MATERIALS PROVIDED Start Marker

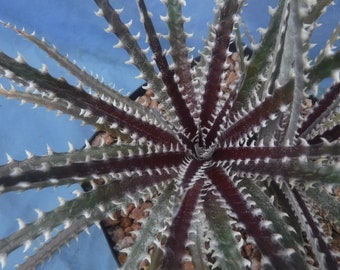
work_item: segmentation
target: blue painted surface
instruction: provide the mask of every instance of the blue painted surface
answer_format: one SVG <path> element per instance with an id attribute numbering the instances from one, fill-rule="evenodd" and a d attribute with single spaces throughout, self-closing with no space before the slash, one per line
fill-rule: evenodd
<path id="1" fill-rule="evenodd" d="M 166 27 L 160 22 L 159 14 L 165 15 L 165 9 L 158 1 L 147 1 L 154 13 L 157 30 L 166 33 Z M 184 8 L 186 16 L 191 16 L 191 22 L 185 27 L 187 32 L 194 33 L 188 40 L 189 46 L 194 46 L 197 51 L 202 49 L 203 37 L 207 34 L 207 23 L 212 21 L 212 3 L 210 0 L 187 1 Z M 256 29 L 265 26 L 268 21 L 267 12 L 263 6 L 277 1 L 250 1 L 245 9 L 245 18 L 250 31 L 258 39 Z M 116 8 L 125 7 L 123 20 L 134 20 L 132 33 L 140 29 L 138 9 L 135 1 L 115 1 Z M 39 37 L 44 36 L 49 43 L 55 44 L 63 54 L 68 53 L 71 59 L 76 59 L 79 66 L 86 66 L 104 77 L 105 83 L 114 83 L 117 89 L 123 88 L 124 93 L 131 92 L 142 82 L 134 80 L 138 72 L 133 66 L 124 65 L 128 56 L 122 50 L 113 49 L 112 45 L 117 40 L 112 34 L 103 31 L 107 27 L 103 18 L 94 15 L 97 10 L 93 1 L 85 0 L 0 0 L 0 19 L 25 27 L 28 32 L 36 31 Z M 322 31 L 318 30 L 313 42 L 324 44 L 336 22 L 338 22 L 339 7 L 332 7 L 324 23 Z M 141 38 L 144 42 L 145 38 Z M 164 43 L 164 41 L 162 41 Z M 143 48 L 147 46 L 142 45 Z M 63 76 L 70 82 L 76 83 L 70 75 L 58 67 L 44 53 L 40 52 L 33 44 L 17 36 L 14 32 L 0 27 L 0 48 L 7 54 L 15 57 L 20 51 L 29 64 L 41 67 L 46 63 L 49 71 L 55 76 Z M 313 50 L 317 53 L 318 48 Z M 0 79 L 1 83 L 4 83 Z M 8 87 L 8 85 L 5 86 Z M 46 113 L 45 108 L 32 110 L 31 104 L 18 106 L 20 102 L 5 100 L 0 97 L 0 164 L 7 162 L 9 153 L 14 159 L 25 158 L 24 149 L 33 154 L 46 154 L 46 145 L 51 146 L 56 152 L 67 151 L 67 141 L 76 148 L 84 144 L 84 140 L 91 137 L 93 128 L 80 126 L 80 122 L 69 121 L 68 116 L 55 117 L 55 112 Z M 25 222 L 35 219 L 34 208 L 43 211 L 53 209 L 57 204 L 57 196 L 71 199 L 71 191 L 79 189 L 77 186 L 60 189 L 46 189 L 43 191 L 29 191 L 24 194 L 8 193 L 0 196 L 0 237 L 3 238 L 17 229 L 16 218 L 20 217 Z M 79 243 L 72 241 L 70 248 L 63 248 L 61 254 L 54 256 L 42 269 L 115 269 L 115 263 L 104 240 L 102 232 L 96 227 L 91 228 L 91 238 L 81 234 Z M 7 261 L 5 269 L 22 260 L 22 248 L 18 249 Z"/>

MATERIALS PROVIDED End Marker

*WORK ITEM*.
Reproduce the lines above exactly, image-free.

*ANSWER BOX*.
work_item: segmentation
target: blue painted surface
instruction: provide the mask of every instance of the blue painted surface
answer_format: one SVG <path> element per instance with an id attribute numbering the instances from one, fill-rule="evenodd" and a d attribute with single spaces throughout, self-closing with no space before the slash, one per line
fill-rule: evenodd
<path id="1" fill-rule="evenodd" d="M 166 27 L 160 22 L 159 14 L 165 15 L 165 9 L 158 1 L 147 1 L 154 13 L 157 30 L 166 33 Z M 184 8 L 186 16 L 191 16 L 191 22 L 185 27 L 187 32 L 194 33 L 188 40 L 189 46 L 194 46 L 197 51 L 202 49 L 203 37 L 207 34 L 207 23 L 212 21 L 212 3 L 210 0 L 187 1 Z M 256 29 L 265 26 L 268 21 L 267 12 L 263 6 L 277 1 L 250 1 L 245 9 L 245 18 L 250 31 L 258 39 Z M 116 8 L 125 7 L 123 20 L 134 20 L 132 33 L 140 29 L 138 9 L 135 1 L 115 1 Z M 39 37 L 44 36 L 49 43 L 55 44 L 63 54 L 68 53 L 71 59 L 76 59 L 79 66 L 86 66 L 104 77 L 105 83 L 114 83 L 117 89 L 123 88 L 124 93 L 131 92 L 142 82 L 134 80 L 138 72 L 133 66 L 124 65 L 128 56 L 122 50 L 113 49 L 112 45 L 117 40 L 112 34 L 103 31 L 107 27 L 103 18 L 94 15 L 97 10 L 93 1 L 85 0 L 0 0 L 0 19 L 25 27 L 28 32 L 36 31 Z M 322 31 L 318 30 L 313 42 L 324 44 L 336 22 L 338 22 L 339 7 L 332 7 L 324 23 Z M 141 38 L 144 42 L 145 38 Z M 164 43 L 164 41 L 162 41 Z M 143 48 L 147 46 L 142 45 Z M 63 76 L 70 82 L 76 83 L 70 75 L 58 67 L 44 53 L 40 52 L 33 44 L 17 36 L 14 32 L 0 27 L 0 48 L 7 54 L 15 57 L 20 51 L 29 64 L 41 67 L 46 63 L 49 71 L 55 76 Z M 313 50 L 317 53 L 318 48 Z M 0 79 L 1 83 L 4 83 Z M 8 87 L 8 85 L 5 86 Z M 46 113 L 45 108 L 32 110 L 31 104 L 18 106 L 20 102 L 5 100 L 0 97 L 0 164 L 7 162 L 9 153 L 14 159 L 25 158 L 24 149 L 33 154 L 46 154 L 46 145 L 51 146 L 56 152 L 67 151 L 67 141 L 76 148 L 84 144 L 84 140 L 91 137 L 93 128 L 80 126 L 80 122 L 69 121 L 68 116 L 55 117 L 55 112 Z M 25 222 L 35 219 L 34 208 L 43 211 L 53 209 L 57 204 L 57 196 L 71 199 L 71 191 L 79 189 L 77 186 L 60 189 L 46 189 L 43 191 L 29 191 L 24 194 L 8 193 L 0 196 L 0 237 L 3 238 L 17 229 L 16 218 L 20 217 Z M 79 243 L 72 241 L 70 248 L 63 248 L 61 254 L 54 256 L 42 269 L 115 269 L 115 263 L 104 240 L 102 232 L 96 227 L 91 228 L 91 238 L 81 234 Z M 7 261 L 5 269 L 22 260 L 22 248 L 18 249 Z"/>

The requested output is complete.